TO DO –
Only some lines are wanted. Transcribe, exactly, the lines below from the line with "of the interior" up to and including the line with "of the warm".
- - - - - - -
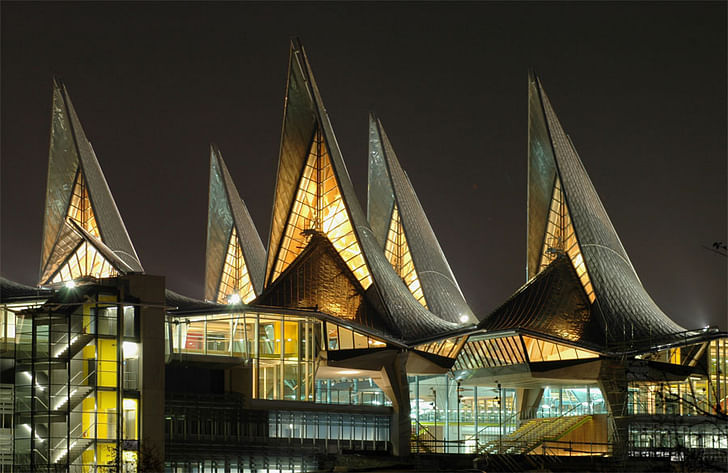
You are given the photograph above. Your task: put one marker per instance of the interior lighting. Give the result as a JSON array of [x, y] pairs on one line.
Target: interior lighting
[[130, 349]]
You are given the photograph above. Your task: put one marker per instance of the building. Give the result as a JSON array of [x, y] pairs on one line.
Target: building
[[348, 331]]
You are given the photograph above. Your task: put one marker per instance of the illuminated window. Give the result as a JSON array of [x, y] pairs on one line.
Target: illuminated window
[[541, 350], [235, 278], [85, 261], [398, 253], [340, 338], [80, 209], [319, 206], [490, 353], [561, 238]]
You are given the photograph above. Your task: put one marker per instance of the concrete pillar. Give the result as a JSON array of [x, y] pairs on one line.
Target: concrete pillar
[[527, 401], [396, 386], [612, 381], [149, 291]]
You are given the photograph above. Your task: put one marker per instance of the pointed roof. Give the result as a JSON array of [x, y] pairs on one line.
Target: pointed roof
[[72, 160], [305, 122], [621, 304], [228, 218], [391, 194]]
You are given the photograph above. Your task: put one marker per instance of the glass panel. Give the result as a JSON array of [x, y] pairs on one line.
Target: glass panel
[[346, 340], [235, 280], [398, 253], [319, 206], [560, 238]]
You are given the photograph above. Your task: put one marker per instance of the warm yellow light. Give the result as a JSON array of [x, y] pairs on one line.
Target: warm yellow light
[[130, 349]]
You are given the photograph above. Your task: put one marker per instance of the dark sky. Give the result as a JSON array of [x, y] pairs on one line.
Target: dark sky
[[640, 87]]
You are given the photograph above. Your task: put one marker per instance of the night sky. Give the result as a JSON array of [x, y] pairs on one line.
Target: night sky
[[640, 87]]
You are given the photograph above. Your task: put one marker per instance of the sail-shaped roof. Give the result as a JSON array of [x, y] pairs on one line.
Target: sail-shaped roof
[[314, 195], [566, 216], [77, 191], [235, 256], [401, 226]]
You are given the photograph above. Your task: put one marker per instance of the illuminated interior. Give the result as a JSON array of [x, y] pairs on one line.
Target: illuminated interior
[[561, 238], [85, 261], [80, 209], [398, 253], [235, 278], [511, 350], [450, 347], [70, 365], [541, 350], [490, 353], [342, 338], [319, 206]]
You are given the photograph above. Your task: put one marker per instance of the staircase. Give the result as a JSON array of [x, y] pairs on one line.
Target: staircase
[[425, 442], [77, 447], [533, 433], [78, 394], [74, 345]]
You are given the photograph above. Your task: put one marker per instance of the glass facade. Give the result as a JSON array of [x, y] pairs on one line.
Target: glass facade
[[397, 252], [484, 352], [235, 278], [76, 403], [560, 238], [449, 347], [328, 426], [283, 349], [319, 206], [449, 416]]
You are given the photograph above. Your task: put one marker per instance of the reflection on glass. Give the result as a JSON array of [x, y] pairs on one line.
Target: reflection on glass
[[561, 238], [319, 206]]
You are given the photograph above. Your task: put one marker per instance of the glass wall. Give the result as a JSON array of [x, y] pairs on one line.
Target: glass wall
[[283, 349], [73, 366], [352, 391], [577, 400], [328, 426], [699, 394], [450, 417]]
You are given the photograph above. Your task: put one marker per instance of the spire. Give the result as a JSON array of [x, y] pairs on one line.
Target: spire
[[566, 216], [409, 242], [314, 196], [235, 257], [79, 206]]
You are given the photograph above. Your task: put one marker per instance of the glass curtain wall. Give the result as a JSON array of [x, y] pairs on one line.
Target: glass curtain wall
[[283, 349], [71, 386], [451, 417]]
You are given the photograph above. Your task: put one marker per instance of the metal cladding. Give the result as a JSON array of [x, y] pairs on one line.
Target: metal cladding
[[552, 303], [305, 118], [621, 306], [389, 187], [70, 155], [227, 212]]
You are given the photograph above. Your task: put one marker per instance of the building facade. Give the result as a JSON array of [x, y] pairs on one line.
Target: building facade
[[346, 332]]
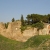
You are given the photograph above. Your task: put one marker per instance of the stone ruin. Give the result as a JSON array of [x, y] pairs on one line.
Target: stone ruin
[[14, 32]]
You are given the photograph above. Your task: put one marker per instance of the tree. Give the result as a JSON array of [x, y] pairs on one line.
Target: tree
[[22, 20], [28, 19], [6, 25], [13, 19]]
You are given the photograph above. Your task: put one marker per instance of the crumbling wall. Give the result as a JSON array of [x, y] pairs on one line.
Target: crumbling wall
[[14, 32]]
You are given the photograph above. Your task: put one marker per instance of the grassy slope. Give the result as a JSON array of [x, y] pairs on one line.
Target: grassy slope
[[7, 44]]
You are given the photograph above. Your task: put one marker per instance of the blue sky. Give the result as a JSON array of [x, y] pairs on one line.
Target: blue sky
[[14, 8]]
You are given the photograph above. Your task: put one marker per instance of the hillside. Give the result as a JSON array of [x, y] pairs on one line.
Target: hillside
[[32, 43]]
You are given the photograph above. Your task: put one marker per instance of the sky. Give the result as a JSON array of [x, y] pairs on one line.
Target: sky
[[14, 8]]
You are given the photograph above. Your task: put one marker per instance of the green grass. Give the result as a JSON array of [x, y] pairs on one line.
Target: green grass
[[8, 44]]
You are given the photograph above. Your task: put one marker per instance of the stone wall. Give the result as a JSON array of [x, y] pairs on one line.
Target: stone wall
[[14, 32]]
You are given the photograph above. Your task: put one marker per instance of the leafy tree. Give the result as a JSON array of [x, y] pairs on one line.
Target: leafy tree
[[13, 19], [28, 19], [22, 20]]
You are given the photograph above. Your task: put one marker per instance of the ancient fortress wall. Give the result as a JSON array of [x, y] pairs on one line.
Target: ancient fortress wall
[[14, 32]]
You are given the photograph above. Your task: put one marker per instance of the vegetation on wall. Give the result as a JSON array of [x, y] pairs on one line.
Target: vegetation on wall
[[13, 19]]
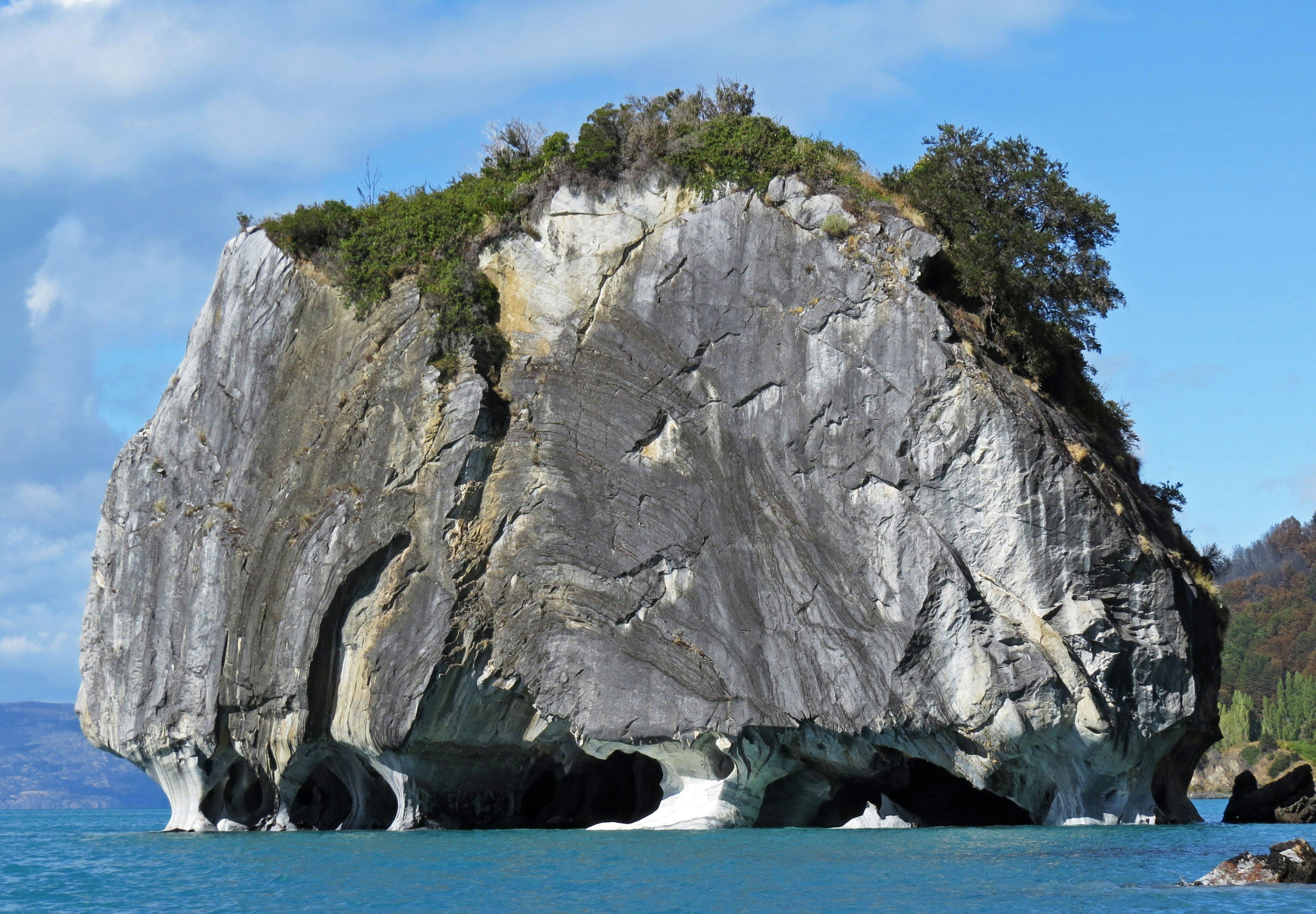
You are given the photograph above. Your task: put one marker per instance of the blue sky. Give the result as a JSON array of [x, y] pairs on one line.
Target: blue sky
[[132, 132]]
- - - - - - -
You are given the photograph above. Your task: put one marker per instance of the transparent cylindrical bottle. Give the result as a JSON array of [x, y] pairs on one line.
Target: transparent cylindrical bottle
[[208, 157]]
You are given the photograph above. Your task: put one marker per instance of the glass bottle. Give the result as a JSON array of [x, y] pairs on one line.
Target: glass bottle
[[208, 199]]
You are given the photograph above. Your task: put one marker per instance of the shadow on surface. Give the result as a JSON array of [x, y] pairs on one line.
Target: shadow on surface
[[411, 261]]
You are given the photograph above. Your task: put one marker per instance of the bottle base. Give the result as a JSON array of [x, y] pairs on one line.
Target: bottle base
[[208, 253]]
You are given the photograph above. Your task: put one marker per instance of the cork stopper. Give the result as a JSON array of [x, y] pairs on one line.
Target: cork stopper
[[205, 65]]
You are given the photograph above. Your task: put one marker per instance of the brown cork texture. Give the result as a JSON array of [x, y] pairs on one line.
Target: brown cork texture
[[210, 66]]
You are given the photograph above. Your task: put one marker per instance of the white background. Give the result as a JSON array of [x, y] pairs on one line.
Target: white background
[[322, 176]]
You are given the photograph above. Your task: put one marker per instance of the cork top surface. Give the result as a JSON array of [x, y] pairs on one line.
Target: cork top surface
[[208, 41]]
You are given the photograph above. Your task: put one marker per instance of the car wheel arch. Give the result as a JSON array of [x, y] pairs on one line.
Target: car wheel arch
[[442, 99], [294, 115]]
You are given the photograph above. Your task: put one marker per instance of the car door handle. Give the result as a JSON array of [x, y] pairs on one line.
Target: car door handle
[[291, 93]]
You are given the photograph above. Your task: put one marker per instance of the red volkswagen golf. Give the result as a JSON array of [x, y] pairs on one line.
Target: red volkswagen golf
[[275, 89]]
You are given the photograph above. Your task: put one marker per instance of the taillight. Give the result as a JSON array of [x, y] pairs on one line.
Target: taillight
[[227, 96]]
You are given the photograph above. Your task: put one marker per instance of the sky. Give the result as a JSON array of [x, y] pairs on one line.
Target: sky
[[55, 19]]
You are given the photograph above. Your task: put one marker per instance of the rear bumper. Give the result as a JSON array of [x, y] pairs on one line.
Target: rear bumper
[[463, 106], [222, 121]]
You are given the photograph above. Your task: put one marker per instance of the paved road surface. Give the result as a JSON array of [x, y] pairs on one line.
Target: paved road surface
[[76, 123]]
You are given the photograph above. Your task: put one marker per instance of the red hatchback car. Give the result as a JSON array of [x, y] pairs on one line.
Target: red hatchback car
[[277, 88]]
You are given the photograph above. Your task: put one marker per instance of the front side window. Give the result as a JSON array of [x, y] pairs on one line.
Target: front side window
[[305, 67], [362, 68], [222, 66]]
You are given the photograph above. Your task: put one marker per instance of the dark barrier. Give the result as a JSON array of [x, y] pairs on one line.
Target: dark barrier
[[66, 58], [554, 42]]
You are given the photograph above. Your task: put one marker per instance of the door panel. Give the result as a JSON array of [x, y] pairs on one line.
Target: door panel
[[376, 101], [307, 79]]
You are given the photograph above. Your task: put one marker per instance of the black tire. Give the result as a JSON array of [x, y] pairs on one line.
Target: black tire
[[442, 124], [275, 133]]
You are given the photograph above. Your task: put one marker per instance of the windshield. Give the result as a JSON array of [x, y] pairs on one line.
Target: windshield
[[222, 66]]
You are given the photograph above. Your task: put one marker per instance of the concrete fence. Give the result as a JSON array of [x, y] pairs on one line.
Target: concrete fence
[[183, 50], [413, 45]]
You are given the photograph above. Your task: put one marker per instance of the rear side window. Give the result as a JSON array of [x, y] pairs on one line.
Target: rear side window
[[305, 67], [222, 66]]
- - - - - - -
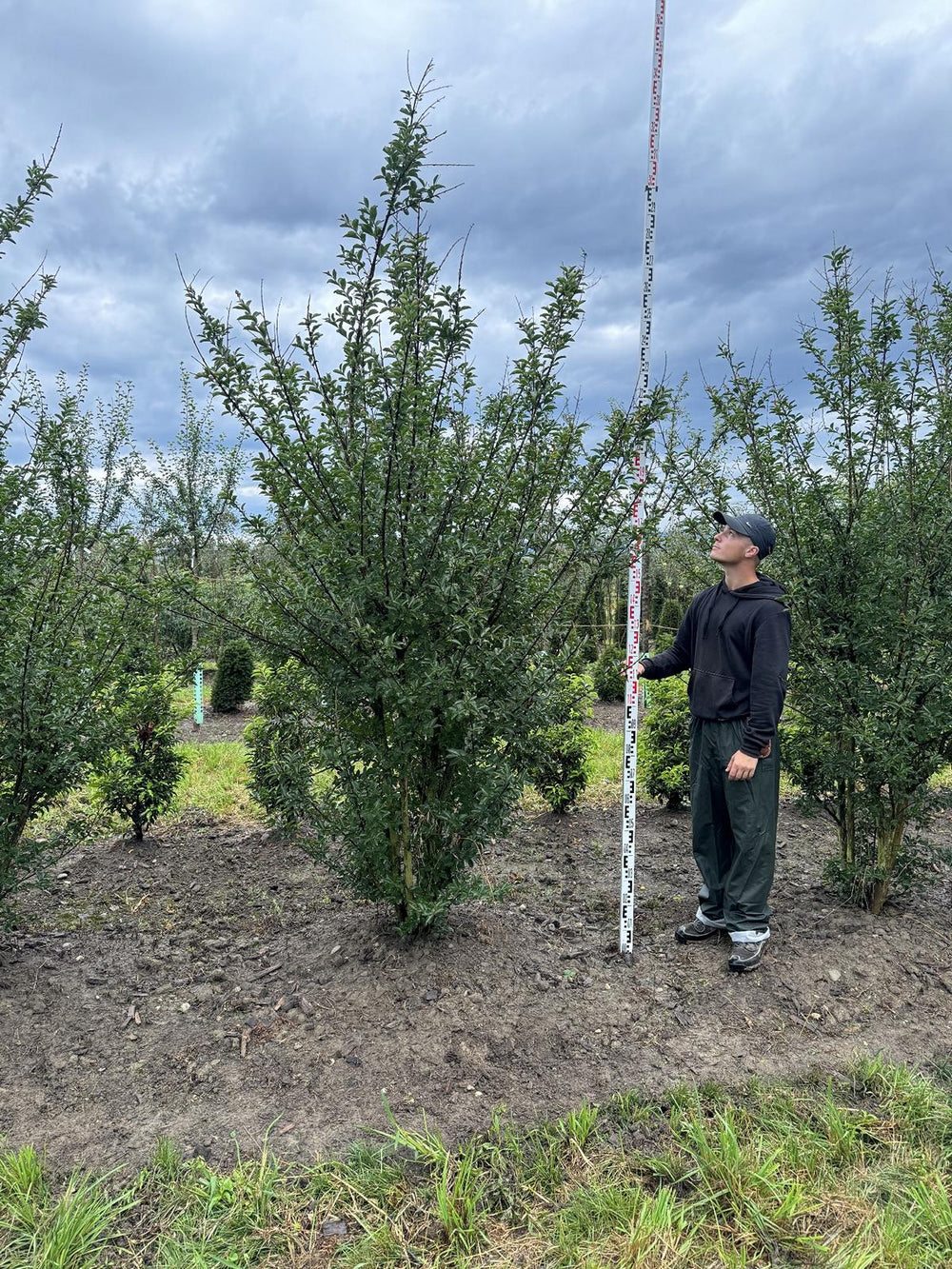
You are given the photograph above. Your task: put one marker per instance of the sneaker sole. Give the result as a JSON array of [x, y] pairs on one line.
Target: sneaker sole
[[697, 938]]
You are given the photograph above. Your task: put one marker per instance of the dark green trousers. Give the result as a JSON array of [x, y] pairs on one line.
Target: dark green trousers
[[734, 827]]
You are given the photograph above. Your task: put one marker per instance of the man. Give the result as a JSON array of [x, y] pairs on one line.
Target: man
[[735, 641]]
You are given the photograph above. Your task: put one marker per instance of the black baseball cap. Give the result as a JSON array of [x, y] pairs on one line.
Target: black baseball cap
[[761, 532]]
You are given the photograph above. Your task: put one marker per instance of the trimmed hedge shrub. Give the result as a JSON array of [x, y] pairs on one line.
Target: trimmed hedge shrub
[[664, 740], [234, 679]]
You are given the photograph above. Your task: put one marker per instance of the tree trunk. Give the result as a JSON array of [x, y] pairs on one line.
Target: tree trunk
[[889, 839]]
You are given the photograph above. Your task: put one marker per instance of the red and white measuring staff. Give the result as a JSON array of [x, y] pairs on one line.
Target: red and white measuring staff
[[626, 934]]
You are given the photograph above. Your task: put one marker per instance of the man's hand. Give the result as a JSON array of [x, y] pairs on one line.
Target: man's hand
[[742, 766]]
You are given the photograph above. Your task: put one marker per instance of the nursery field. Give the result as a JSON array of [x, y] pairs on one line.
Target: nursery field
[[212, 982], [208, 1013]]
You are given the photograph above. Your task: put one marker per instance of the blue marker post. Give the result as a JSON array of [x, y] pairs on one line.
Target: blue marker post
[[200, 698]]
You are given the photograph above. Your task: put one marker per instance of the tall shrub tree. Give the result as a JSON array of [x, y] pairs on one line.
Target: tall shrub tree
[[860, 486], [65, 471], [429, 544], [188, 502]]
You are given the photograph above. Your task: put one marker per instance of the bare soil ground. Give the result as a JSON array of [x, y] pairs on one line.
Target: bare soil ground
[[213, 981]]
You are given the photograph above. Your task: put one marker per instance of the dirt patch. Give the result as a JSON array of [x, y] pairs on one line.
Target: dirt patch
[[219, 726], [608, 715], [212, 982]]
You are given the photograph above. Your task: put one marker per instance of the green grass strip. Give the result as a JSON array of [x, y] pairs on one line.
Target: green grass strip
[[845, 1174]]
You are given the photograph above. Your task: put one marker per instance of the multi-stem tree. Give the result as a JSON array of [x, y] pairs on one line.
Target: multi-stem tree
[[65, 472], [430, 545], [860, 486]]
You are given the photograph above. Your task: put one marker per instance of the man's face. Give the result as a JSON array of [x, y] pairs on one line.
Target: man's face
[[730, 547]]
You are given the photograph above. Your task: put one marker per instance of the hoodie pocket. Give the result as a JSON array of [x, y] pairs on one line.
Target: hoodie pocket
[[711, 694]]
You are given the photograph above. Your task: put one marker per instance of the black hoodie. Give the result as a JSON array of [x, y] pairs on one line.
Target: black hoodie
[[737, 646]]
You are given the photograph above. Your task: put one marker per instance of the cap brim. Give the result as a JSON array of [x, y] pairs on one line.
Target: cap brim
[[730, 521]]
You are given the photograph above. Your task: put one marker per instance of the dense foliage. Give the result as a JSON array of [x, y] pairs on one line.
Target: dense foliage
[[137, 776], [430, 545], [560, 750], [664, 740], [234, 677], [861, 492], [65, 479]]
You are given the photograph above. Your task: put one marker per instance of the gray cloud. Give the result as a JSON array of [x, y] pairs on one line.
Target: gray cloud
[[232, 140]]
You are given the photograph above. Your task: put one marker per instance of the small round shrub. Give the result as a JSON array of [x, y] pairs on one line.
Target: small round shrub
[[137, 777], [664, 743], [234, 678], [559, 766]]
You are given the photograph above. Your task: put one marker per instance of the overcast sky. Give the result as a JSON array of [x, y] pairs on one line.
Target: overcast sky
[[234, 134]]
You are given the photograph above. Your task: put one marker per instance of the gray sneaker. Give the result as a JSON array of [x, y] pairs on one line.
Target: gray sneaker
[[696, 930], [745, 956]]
- - - - - - -
SOLUTION TO THIS PROBLEM –
You are given the photograph above. Your task: put one marker per instance of the interior lighting. Give the result as a JSON array of [x, y] pairs on one line.
Target: interior lighting
[[130, 349]]
You are given the photograph above. Your task: put one marker per instance of the building. Give the result as a JSON array of [x, y] pairs on one line.
Target: building
[[348, 331]]
You are given the photograph above. Your task: put one marker per instance of the illuminated window. Give the result as a JSON array of [x, y] pairs on one line.
Target: illuminated window
[[541, 350], [235, 278], [85, 261], [398, 253], [340, 338], [80, 209], [319, 206], [490, 353], [561, 238]]
You are given the photograph above. Your task: put one marker per instance of the concrete pillar. Give the result as a JSON array of [x, y] pairs on one line.
Target: concrete pillar
[[527, 401], [396, 386], [612, 381], [149, 291]]
You are given the photograph above. Your task: put one marker per instance of the pointed roof. Give the result as a JSON array of [x, y] pairs on one line.
Target: pointed roof
[[72, 160], [305, 122], [621, 304], [228, 218], [391, 194]]
You are given the photograph above. Your task: put one marker per instance of the glass panel. Give the result as a JSON array of [x, y] pairs on one line.
Target: glass panel
[[346, 340], [235, 280], [398, 253], [319, 206], [560, 238]]
You are given the photograph above. Your task: put one marker per instance of the warm yellow light. Give the result as a JSON array of [x, y] pairs on one line.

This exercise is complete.